● SHORT EXERCISE A: Summarize the passage on Silicon Valley and bookstores in two sentences.

● SOURCE EXTRACT:
In Silicon Valley, you burn a lot of calories.

It’s not just the daily burn of your gig; it’s everything else involved in staying afloat in a valley that is constantly reinventing itself. You sign up for every new service and spend the prerequisite 3.7 minutes to determine, “Does this matter?” You surf the Web, you tweet, you update your Facebook...all of which brings a constant flood of new data that needs to be sifted, sorted, and assessed.

You have compatriots in this caloric consumption. They randomly walk into your office or your life and with them they bring additional reasons to burn more calories. Have you seen this? You have to try it. In fact, I’m not leaving until you’re jumping up and down excited about this very important thing.

We are part of an industry that is addicted to enthusiasm, to getting things done, and discovering the new, but sometimes the right move is stopping and putting this world on hold. You need to learn how to build quiet moments of nothing as a measure of balance.

Which is why I go to a bookstore.

An Essential Exercise in Inactivity

The moment I walk into a bookstore, I remember what I love about them. They are an oasis of intellectual calm. Perhaps it’s the potential of all the ideas hidden behind those delicious covers. Or perhaps it’s the social reverence for the library-like quiet. You don’t yell in a bookstore; you’ll piss off the books.

A bookstore is where I rediscover that while I might be addicted to the nonstop calorie-burning Silicon Valley lifestyle, I also need the serenity only found in the deep quiet of the consideration of nothing. Considering nothing takes work and practice, and the act contains a contradiction: the more I think about what I need to do, the less I’ll discover the thing that I don’t know I’m looking for.

● SHORT EXERCISE B: Reproduce the dataset entries from their start through the line containing "point(120, 130)", inclusive, keeping each line unchanged and omitting the pictures.

● Dataset entries:
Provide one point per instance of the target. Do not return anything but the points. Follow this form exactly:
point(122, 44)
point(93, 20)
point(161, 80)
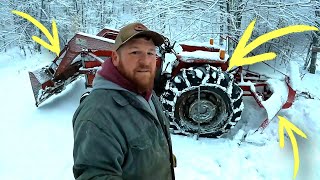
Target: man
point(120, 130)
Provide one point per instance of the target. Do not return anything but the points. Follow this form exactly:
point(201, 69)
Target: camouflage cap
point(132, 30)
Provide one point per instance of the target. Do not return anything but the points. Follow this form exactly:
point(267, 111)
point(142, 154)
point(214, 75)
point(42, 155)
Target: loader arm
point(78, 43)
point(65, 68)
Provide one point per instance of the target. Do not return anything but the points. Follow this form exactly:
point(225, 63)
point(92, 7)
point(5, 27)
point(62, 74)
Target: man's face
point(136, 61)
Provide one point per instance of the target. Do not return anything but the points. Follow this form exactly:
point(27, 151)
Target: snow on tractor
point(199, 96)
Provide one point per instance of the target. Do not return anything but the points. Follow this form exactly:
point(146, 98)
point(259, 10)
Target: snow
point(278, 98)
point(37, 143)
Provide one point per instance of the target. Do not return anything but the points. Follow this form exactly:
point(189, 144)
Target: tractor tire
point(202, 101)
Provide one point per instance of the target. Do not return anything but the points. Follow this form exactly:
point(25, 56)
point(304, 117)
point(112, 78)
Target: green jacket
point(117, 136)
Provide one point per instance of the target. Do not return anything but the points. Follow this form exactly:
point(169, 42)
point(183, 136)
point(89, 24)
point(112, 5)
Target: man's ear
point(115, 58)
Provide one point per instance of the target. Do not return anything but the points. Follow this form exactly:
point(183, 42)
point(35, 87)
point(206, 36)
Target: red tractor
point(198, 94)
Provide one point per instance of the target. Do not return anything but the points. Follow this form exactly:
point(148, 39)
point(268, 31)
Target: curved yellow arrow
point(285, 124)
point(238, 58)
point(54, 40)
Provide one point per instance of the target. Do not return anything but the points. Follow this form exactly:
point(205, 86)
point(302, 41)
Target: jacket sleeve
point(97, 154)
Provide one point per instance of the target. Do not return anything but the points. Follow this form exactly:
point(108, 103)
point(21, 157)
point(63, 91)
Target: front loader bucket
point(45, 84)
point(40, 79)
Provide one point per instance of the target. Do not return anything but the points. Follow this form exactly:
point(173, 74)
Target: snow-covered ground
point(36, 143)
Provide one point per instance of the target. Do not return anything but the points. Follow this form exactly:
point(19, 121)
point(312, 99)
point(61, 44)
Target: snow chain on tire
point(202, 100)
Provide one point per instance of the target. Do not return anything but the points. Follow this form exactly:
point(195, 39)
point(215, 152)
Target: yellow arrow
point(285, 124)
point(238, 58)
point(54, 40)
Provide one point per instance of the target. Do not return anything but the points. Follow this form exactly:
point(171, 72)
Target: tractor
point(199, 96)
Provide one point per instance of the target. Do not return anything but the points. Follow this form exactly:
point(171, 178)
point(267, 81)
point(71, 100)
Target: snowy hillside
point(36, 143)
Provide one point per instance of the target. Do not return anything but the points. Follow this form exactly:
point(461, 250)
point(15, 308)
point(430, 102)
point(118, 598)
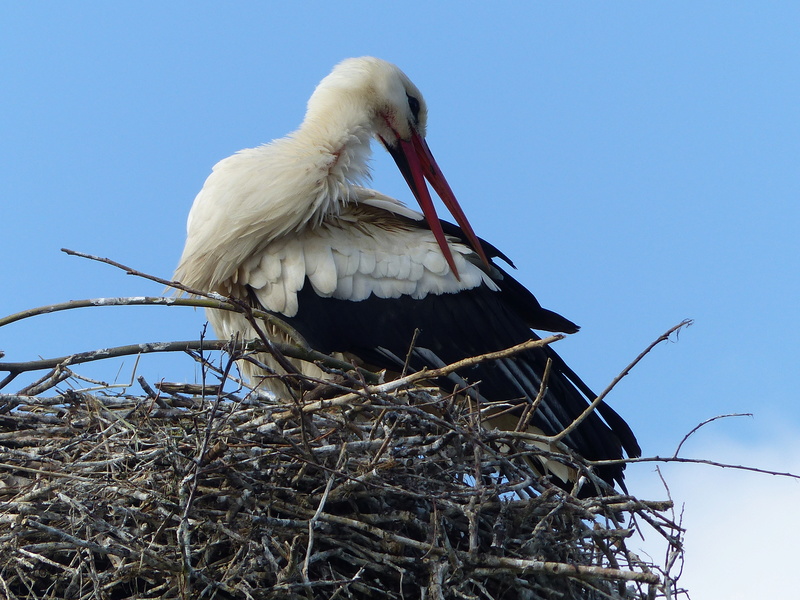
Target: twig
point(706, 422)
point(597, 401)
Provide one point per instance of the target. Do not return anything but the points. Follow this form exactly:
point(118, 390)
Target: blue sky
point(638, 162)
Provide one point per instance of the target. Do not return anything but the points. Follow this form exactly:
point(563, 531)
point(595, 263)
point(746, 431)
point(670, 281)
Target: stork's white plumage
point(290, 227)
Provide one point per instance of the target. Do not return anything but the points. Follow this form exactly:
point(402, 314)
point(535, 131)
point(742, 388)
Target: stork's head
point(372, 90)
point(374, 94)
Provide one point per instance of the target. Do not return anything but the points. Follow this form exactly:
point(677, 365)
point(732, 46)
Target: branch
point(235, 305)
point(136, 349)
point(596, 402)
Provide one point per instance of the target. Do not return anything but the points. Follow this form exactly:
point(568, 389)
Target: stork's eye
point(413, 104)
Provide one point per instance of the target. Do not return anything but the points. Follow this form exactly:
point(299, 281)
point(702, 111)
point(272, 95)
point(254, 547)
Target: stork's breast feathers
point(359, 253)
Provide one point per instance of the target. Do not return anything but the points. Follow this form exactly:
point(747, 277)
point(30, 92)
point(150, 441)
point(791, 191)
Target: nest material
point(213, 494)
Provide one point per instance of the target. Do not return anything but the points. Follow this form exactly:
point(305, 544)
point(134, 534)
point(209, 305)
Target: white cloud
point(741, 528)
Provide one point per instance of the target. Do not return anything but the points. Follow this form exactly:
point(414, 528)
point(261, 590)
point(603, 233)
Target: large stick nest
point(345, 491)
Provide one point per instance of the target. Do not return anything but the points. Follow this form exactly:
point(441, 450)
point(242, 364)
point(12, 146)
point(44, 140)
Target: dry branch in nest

● FULL ANSWER A: Staying afloat in Silicon Valley burns a lot of calories, from the daily work to sifting a constant flood of new services and data, and others keep arriving with more things to get excited about. Because the industry is addicted to enthusiasm, the writer goes to a bookstore, an oasis of intellectual calm, to build quiet moments of nothing as a measure of balance.

● FULL ANSWER B:
Provide one point per instance of the target. Do not return anything but the points. Follow this form exactly:
point(122, 44)
point(93, 20)
point(161, 80)
Target: man
point(120, 130)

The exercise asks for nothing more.